§ **Set exercise**: Copy all of the data below word for word, leaving out the pictures.

§ **Information shown**:
● ● ●
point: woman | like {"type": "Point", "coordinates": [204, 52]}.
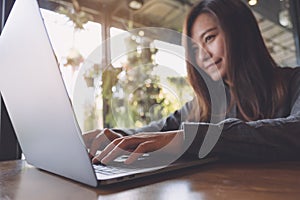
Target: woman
{"type": "Point", "coordinates": [263, 111]}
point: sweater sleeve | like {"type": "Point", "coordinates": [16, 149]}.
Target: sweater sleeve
{"type": "Point", "coordinates": [267, 139]}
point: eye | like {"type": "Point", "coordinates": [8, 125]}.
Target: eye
{"type": "Point", "coordinates": [209, 38]}
{"type": "Point", "coordinates": [195, 49]}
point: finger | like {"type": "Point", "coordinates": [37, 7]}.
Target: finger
{"type": "Point", "coordinates": [139, 151]}
{"type": "Point", "coordinates": [89, 136]}
{"type": "Point", "coordinates": [119, 147]}
{"type": "Point", "coordinates": [97, 143]}
{"type": "Point", "coordinates": [106, 150]}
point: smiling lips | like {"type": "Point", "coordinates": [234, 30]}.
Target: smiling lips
{"type": "Point", "coordinates": [212, 64]}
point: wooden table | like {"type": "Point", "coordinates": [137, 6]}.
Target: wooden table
{"type": "Point", "coordinates": [255, 181]}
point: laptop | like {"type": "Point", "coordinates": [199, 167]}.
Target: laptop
{"type": "Point", "coordinates": [40, 109]}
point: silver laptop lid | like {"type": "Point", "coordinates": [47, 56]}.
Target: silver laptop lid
{"type": "Point", "coordinates": [36, 98]}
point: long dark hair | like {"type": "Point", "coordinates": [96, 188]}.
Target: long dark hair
{"type": "Point", "coordinates": [254, 83]}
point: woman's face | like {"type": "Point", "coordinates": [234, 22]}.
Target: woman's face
{"type": "Point", "coordinates": [209, 46]}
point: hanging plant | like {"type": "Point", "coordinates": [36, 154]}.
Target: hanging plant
{"type": "Point", "coordinates": [75, 14]}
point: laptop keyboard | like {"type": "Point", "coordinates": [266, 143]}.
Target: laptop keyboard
{"type": "Point", "coordinates": [109, 170]}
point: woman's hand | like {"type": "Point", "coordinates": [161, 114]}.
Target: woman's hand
{"type": "Point", "coordinates": [98, 139]}
{"type": "Point", "coordinates": [138, 144]}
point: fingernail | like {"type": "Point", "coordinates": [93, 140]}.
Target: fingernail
{"type": "Point", "coordinates": [95, 161]}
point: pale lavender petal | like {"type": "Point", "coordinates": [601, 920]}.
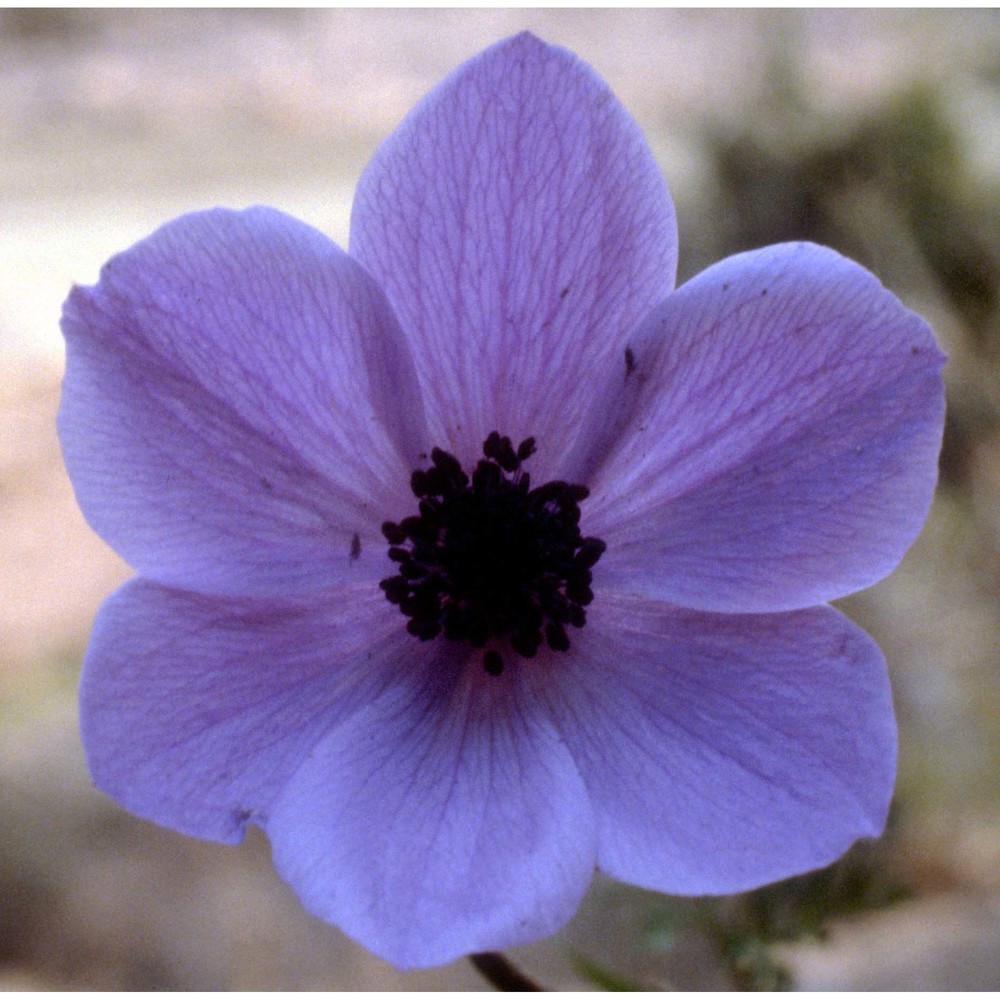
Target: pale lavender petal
{"type": "Point", "coordinates": [520, 228]}
{"type": "Point", "coordinates": [439, 822]}
{"type": "Point", "coordinates": [772, 441]}
{"type": "Point", "coordinates": [725, 751]}
{"type": "Point", "coordinates": [239, 412]}
{"type": "Point", "coordinates": [195, 710]}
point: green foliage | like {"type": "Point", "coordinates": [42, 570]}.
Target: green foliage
{"type": "Point", "coordinates": [744, 928]}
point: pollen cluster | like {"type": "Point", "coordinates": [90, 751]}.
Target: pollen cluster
{"type": "Point", "coordinates": [490, 561]}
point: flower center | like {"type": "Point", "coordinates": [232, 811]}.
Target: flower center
{"type": "Point", "coordinates": [490, 560]}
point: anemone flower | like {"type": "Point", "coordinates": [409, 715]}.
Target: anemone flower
{"type": "Point", "coordinates": [479, 557]}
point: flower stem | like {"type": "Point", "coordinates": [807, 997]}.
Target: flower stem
{"type": "Point", "coordinates": [503, 974]}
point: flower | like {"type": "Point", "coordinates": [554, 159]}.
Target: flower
{"type": "Point", "coordinates": [480, 556]}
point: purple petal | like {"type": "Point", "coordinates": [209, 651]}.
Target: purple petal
{"type": "Point", "coordinates": [722, 752]}
{"type": "Point", "coordinates": [521, 229]}
{"type": "Point", "coordinates": [439, 822]}
{"type": "Point", "coordinates": [195, 710]}
{"type": "Point", "coordinates": [239, 407]}
{"type": "Point", "coordinates": [777, 429]}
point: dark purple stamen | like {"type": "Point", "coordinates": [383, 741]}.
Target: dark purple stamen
{"type": "Point", "coordinates": [489, 559]}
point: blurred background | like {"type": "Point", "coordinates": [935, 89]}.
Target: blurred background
{"type": "Point", "coordinates": [877, 133]}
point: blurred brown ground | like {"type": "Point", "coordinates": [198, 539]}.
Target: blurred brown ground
{"type": "Point", "coordinates": [111, 123]}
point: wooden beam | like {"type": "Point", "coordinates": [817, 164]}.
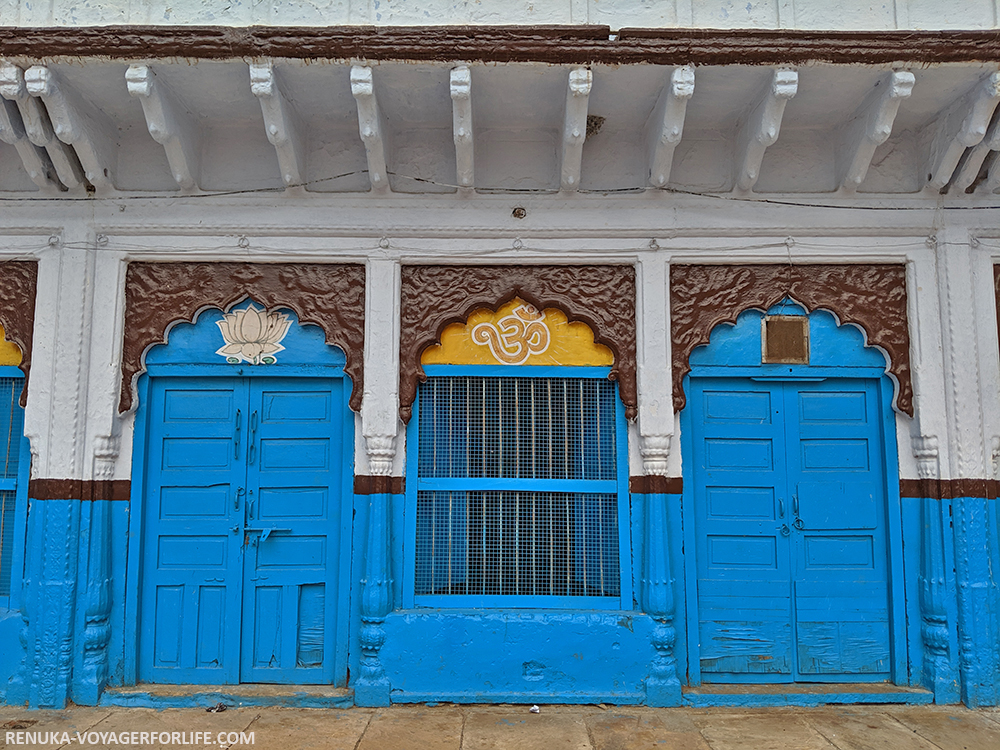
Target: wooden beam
{"type": "Point", "coordinates": [282, 123]}
{"type": "Point", "coordinates": [77, 123]}
{"type": "Point", "coordinates": [761, 126]}
{"type": "Point", "coordinates": [870, 127]}
{"type": "Point", "coordinates": [35, 159]}
{"type": "Point", "coordinates": [574, 127]}
{"type": "Point", "coordinates": [666, 124]}
{"type": "Point", "coordinates": [970, 166]}
{"type": "Point", "coordinates": [461, 108]}
{"type": "Point", "coordinates": [170, 124]}
{"type": "Point", "coordinates": [373, 131]}
{"type": "Point", "coordinates": [961, 126]}
{"type": "Point", "coordinates": [38, 127]}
● ● ●
§ **Written reply**:
point: woman | like {"type": "Point", "coordinates": [204, 52]}.
Target: woman
{"type": "Point", "coordinates": [263, 111]}
point: sweater sleeve | like {"type": "Point", "coordinates": [16, 149]}.
Target: sweater sleeve
{"type": "Point", "coordinates": [267, 139]}
point: eye | like {"type": "Point", "coordinates": [8, 125]}.
Target: eye
{"type": "Point", "coordinates": [209, 38]}
{"type": "Point", "coordinates": [195, 49]}
point: finger | like {"type": "Point", "coordinates": [37, 7]}.
Target: finger
{"type": "Point", "coordinates": [139, 151]}
{"type": "Point", "coordinates": [89, 136]}
{"type": "Point", "coordinates": [119, 147]}
{"type": "Point", "coordinates": [97, 143]}
{"type": "Point", "coordinates": [106, 150]}
point: smiling lips | like {"type": "Point", "coordinates": [234, 30]}.
Target: smiling lips
{"type": "Point", "coordinates": [212, 64]}
point: wooden table | like {"type": "Point", "coordinates": [137, 6]}.
Target: wooden table
{"type": "Point", "coordinates": [255, 181]}
point: laptop | like {"type": "Point", "coordinates": [199, 167]}.
Target: laptop
{"type": "Point", "coordinates": [40, 109]}
point: silver laptop lid | like {"type": "Point", "coordinates": [47, 56]}.
Target: silver laptop lid
{"type": "Point", "coordinates": [36, 98]}
point: long dark hair | like {"type": "Point", "coordinates": [96, 188]}.
Target: long dark hair
{"type": "Point", "coordinates": [254, 83]}
point: woman's face | like {"type": "Point", "coordinates": [234, 22]}.
Target: woman's face
{"type": "Point", "coordinates": [209, 46]}
point: hanging plant | like {"type": "Point", "coordinates": [36, 154]}.
Target: hanging plant
{"type": "Point", "coordinates": [75, 14]}
point: laptop keyboard | like {"type": "Point", "coordinates": [266, 143]}.
Target: laptop keyboard
{"type": "Point", "coordinates": [109, 170]}
point: woman's hand | like {"type": "Point", "coordinates": [161, 114]}.
Target: woman's hand
{"type": "Point", "coordinates": [98, 139]}
{"type": "Point", "coordinates": [138, 144]}
point: fingernail | like {"type": "Point", "coordinates": [93, 140]}.
Target: fingernail
{"type": "Point", "coordinates": [95, 161]}
point: pale lavender petal | like {"type": "Point", "coordinates": [601, 920]}.
Target: pale lavender petal
{"type": "Point", "coordinates": [520, 228]}
{"type": "Point", "coordinates": [439, 822]}
{"type": "Point", "coordinates": [772, 441]}
{"type": "Point", "coordinates": [725, 751]}
{"type": "Point", "coordinates": [239, 412]}
{"type": "Point", "coordinates": [195, 710]}
point: green foliage | like {"type": "Point", "coordinates": [42, 570]}.
Target: green foliage
{"type": "Point", "coordinates": [744, 928]}
point: pollen cluster | like {"type": "Point", "coordinates": [90, 751]}.
Target: pollen cluster
{"type": "Point", "coordinates": [490, 561]}
point: flower center | like {"type": "Point", "coordinates": [232, 811]}.
Target: flower center
{"type": "Point", "coordinates": [490, 560]}
point: anemone flower | like {"type": "Point", "coordinates": [409, 715]}.
Target: anemone flower
{"type": "Point", "coordinates": [479, 557]}
point: flower stem | like {"type": "Point", "coordinates": [807, 997]}.
Target: flower stem
{"type": "Point", "coordinates": [503, 974]}
point: flower | like {"type": "Point", "coordinates": [554, 159]}.
Target: flower
{"type": "Point", "coordinates": [480, 556]}
point: purple petal | like {"type": "Point", "coordinates": [209, 651]}.
Target: purple petal
{"type": "Point", "coordinates": [722, 752]}
{"type": "Point", "coordinates": [521, 229]}
{"type": "Point", "coordinates": [439, 822]}
{"type": "Point", "coordinates": [195, 710]}
{"type": "Point", "coordinates": [239, 407]}
{"type": "Point", "coordinates": [777, 429]}
point: dark purple stamen | like {"type": "Point", "coordinates": [383, 741]}.
Target: dark purple stamen
{"type": "Point", "coordinates": [489, 559]}
point: blurred background | like {"type": "Point", "coordinates": [935, 89]}.
Target: blurred background
{"type": "Point", "coordinates": [877, 133]}
point: blurred brown ground | like {"type": "Point", "coordinates": [198, 539]}.
Target: blurred brown ground
{"type": "Point", "coordinates": [111, 123]}
point: wooden beam | like {"type": "Point", "coordinates": [817, 164]}.
Target: wooden beam
{"type": "Point", "coordinates": [282, 123]}
{"type": "Point", "coordinates": [77, 123]}
{"type": "Point", "coordinates": [761, 126]}
{"type": "Point", "coordinates": [870, 127]}
{"type": "Point", "coordinates": [35, 159]}
{"type": "Point", "coordinates": [574, 127]}
{"type": "Point", "coordinates": [666, 124]}
{"type": "Point", "coordinates": [970, 166]}
{"type": "Point", "coordinates": [461, 108]}
{"type": "Point", "coordinates": [170, 124]}
{"type": "Point", "coordinates": [373, 131]}
{"type": "Point", "coordinates": [961, 126]}
{"type": "Point", "coordinates": [38, 127]}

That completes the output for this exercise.